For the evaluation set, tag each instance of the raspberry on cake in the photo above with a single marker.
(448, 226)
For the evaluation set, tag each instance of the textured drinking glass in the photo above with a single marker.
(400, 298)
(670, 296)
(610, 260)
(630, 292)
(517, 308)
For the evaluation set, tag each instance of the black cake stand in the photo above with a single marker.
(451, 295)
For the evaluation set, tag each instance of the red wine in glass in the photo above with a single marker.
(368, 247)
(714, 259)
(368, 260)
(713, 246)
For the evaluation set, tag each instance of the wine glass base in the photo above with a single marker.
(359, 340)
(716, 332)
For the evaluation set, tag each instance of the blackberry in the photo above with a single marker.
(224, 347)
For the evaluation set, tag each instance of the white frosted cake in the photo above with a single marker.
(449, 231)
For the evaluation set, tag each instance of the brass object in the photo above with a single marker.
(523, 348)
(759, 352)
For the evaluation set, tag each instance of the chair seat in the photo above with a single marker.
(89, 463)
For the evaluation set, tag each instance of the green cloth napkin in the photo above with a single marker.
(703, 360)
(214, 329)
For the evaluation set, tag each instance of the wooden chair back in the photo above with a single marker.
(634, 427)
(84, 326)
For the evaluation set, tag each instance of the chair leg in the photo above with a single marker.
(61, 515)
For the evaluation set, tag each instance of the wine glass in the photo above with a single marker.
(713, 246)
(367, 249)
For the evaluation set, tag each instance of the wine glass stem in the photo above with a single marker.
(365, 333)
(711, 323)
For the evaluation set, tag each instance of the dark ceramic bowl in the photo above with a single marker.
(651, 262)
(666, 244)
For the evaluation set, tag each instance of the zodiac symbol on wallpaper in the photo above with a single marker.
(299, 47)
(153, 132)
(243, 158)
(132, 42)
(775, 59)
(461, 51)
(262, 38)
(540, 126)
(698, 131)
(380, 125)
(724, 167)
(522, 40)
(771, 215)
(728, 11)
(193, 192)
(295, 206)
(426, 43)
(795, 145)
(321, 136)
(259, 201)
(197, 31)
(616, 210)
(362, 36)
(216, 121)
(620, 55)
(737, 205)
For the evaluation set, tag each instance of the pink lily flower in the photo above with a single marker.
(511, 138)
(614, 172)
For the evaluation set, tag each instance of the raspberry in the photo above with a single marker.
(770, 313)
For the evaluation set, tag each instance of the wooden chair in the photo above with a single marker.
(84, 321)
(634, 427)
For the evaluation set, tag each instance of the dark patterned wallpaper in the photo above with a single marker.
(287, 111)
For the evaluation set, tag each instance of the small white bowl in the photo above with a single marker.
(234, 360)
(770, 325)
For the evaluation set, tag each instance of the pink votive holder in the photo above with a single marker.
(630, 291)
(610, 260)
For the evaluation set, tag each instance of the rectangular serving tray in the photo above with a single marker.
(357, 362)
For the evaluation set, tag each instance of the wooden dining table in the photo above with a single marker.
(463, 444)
_ _ _
What the exercise asks
Transcribe the data above in full, exactly.

The completed task
For the evaluation set, tag each instance of the raspberry on cake in the photo above with a single marker.
(448, 226)
For the evaluation set, tag each instance of the textured drinking glass in the photo above with a single marker.
(400, 298)
(670, 296)
(610, 260)
(630, 292)
(517, 308)
For the evaluation set, tag each instance of the black cake stand in the photo above with a single marker.
(451, 295)
For the evaluation set, tag each instance of the red wine in glass in the photo above with a single marker.
(368, 247)
(714, 259)
(368, 260)
(713, 246)
For the evaluation set, tag each instance of the wine glass base in the photo above with a single marker.
(359, 340)
(716, 332)
For the evaluation set, tag each instance of the blackberry in the photo above with a single marker.
(224, 347)
For the evaluation set, tag each instance of the white frosted cake in the photo above with a single marker.
(449, 231)
For the evaluation set, tag each instance of the brass object in the photo above with a single marker.
(523, 348)
(759, 352)
For the evaluation set, tag each instance of the chair seat in the photo above with a single marker.
(89, 463)
For the evaluation set, tag each instance of the green cloth napkin in the photo above with a single marker.
(703, 360)
(214, 329)
For the evaluation set, tag each instance of the wooden chair back in the photo above with a single marker.
(634, 427)
(84, 326)
For the evaluation set, tag each instance of the chair leg in the photo above with a single marker.
(61, 515)
For the evaluation set, tag each instance of the wine glass in the photo above with a single marker.
(713, 246)
(367, 249)
For the evaluation set, tag each instance of the wine glass stem in the photo above with a single marker.
(365, 333)
(711, 323)
For the evaluation set, tag each instance of the dark ceramic bowl in the photo above with a single marker.
(651, 262)
(666, 244)
For the evaluation set, tag each instance of the zodiac symbol on wallpaper in the photo above with a single marker.
(299, 47)
(153, 132)
(243, 158)
(132, 42)
(775, 59)
(461, 51)
(262, 38)
(540, 126)
(698, 131)
(380, 125)
(724, 167)
(522, 40)
(771, 215)
(728, 11)
(193, 192)
(295, 206)
(426, 43)
(795, 145)
(321, 136)
(259, 201)
(197, 31)
(616, 210)
(362, 36)
(216, 121)
(620, 55)
(737, 205)
For the evaluation set, tag each instance of the pink lily flower in the photo above with a single marker.
(511, 138)
(614, 172)
For the evaluation set, tag each instance of the raspberry in the photo above with a single marker.
(770, 313)
For the evaluation set, tag each instance of the wooden chair in the photo above with a single marker.
(84, 321)
(634, 427)
For the evaluation set, tag each instance of the dark patterned wallpaper in the photo above with a single marker.
(287, 111)
For the evaluation set, tag each instance of the small white bowl in the photo above with a single marker.
(234, 360)
(770, 325)
For the evaluation set, tag each instance of the pink votive holder in the photo above with a single marker.
(630, 291)
(610, 260)
For the evaluation set, tag each instance of the rectangular serving tray in the photo above with a single marker.
(357, 362)
For the evaluation set, tag each instance of the wooden dining table in the photo above with a single marker.
(463, 444)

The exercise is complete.